WORK TASK 1 = According to the interview with Eric Wagner, what did he study at the University of Vienna?
WORK TASK 2 = Carry the interview with Eric Wagner on from its final line.

TEXT UNDER STUDY =
· · · · ·
Interview with Eric Wagner – Head of Group Financial Crime and leading the setup of the Compliance Advanced Analytics Platform for Erste Group.

Erste Group is one of the largest financial services providers in Central and Eastern Europe, which has almost 15.7 million customers and over 2,700 branches across seven countries. Eric is an IT and a regulatory expert with strong interest in transformation programmes, AI, distributed ledger technologies and quantum computing. He is also a firm believer in sharing knowledge and developing highly effective teams who can take on the challenges of financial crime both internally and across borders.

Please note that the comments expressed in this article are Eric Wagner’s personal views and are in no way associated with his current employer nor any of his previous employers.


How are you coping under the current restrictions?

I’m well set up to work from home, but I can’t say that it is easier than being in the office – most of my days are back to back online meetings and while it’s great to have the technology to enable this, actually being with people can be less exhausting and more engaging. The main break I have is to help my daughter with her homework and this also enables me to spend a short amount of time outdoors, such as when she was practising parkour for her school PE project.

Tell us about your journey into your present role – how did you come to work in this area?

I studied business administration and computer science at the University of Vienna and after I graduated, worked initially in IT for IBM and then moved to Accenture, where consulting allowed me to gain a broad range of relevant experience. I then took on an IT and later compliance role for the Austrian bank, Raiffeisen Bank International, which meant I could really start to understand financial crime and to join up the dots. I then moved to my present role, almost four years ago, where my focus has been to initiate the transformation of processes and break down of silos – there has been change, and there is a growing realisation and cultural shift that we can’t make real progress if attitudes are stuck in the past century.

What would you like to see regulators focus on? Are there aspects of regulation you find frustrating?

Clearly the big problem are the rules around not sharing data – if you want to fix something, you need to see the whole picture. I will continue to push for change in this area. Criminals are well aware of the limitations we have and exploit this for their benefit. Regulators need more insight into how criminals operate and to ensure that their rules are relevant – some are not agile enough and there are times I feel they are struggling to catch up. There has been too much emphasis on recruiting lawyers within regulators in the past, but they should take the next step and hire data science professionals, like f.ex. at the Swiss FINMA or the UK FCA or few others, who can bring start to really embed machine learning. I believe strongly in the benefits of sharing knowledge and have a wide membership of various industry bodies to further this.

Reports have shown there is a spike in COVID-19 fraud. What are your thoughts on this?
· · · · ·
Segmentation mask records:
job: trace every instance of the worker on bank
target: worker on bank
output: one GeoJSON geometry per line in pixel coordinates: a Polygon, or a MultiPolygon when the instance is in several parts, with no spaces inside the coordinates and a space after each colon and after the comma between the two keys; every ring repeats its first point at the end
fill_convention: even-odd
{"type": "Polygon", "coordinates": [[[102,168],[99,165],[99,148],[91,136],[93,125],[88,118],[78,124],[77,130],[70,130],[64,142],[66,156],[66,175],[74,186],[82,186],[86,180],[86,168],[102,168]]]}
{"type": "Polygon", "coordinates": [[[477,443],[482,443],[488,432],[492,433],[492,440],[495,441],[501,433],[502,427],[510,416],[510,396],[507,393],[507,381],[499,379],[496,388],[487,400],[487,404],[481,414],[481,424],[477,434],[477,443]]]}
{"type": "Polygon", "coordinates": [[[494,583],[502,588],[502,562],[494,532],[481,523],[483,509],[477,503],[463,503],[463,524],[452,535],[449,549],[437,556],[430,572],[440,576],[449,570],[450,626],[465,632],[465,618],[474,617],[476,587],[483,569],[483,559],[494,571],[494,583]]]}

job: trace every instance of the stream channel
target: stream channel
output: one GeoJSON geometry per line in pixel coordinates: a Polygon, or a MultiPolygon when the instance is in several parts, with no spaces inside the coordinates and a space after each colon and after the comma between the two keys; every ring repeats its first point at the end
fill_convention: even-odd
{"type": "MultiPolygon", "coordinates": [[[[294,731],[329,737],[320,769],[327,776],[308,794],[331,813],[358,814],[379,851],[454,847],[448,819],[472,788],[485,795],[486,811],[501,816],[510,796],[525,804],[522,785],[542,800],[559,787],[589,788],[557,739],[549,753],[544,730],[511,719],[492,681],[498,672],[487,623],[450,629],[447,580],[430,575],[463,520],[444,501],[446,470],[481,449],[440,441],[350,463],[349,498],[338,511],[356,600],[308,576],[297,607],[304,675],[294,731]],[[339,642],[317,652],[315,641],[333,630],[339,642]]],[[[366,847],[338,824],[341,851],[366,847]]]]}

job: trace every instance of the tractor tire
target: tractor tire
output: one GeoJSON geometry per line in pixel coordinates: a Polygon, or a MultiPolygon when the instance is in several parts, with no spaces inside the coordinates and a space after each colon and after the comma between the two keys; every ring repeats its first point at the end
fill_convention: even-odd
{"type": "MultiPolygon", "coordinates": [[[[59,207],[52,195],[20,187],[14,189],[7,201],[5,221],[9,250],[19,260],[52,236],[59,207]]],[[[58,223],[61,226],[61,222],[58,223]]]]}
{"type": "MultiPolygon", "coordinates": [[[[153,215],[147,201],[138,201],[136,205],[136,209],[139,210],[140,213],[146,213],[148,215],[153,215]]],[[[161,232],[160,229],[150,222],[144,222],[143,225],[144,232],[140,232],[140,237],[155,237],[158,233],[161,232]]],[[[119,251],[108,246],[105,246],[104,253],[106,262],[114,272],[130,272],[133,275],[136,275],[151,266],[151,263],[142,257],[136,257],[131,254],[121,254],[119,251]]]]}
· · · · ·
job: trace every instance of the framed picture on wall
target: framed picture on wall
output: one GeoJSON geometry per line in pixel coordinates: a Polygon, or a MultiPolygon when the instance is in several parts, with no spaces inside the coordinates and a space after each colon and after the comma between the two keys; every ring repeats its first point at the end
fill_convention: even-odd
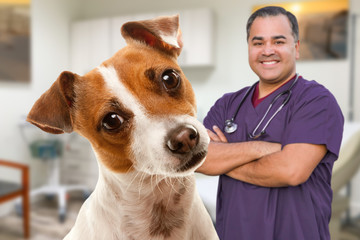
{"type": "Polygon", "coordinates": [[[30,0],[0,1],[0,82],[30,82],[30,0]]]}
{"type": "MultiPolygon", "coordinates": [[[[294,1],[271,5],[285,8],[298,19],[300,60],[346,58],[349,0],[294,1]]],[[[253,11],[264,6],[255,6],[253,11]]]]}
· · · · ·
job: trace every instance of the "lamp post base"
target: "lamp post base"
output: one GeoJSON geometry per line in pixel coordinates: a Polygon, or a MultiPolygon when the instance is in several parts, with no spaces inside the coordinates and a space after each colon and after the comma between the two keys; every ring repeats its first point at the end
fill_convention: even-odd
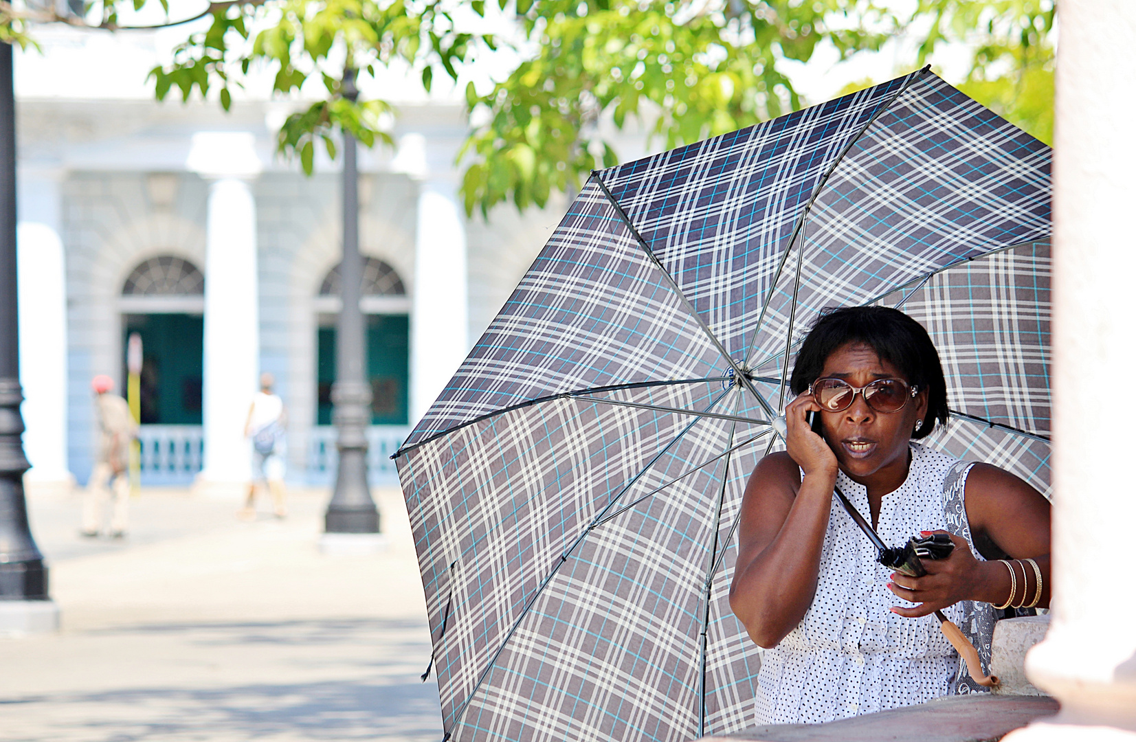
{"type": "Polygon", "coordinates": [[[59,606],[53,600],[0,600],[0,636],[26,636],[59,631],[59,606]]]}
· · · · ·
RESPONSE AREA 1 = Business administration and computer science.

RESPONSE AREA 2 =
Absolutely, we are seeing a spike in scams, and there are waves of phishing right now targeting consumers. Push payment fraud is also an ongoing concern, with individuals and businesses being pursued by criminals who can be quite sophisticated in the ways they try to obtain money transfers. They are getting better at mimicking customer behaviour and will always look for the weakest links – they are also helped by the fact that money can now be transferred so quickly. Banks cannot always cover losses for which they were not responsible, but this is not always the case elsewhere and I’m aware there can be more discretion in the UK for example. It is a very difficult situation and we want to encourage customers to be on their guard and to take reasonable responsibility as well as ensuring there is strong protection. Clearly this matters more than ever now, but these scams are not going to go away when the COVID-19 crisis is over.

What are the biggest financial crime threats facing organisations? Do you feel technology is now proving more effective in combating the threat?

We have seen the damage from some of the biggest ransomware attacks for businesses large and small – and that includes healthcare sector we are facing a constant threat. Certainly, there has been progress in terms of our response, but we can never be complacent. I think that some of the claims around Artificial Intelligence go too far but it is an area that interests me and I believe with banking, in particular, we can certainly do a lot more with it and particularly within fighting financial crime. We are less tied to legacy systems now in terms of the solutions we use and can also learn from some of the innovation going on in the FinTech sector.

Do you feel there is a shortage of people with the skills to tackle financial crime?

There are but there are also many opportunities, so we need to get the right messages out about these. We also need the right skill sets and that means a move away from traditional backgrounds such as legal – we have recently recruited two data scientists to work in Compliance, for example, and this is working well. We also need to ensure people feel valued – staff do not just want to be producing SARs (Suspicious Activity Reports) if there is no conclusion or recognition. Overall, I think there are some exciting times ahead and if we can overcome some of the restrictions around sharing information then we will see progress and there will be benefits all round.

Is there a particular piece of technology that makes your life easier?

I’m a visual guy, so anything that makes data graphic appeals and I obviously value security so being able to work securely via a VPN or on Cloud Infrastructure is important. I am also making far more use of meeting collaboration software such as Google or Microsoft Teams – we may be having to work remotely, but this helps us stop feeling like we’re in a bubble.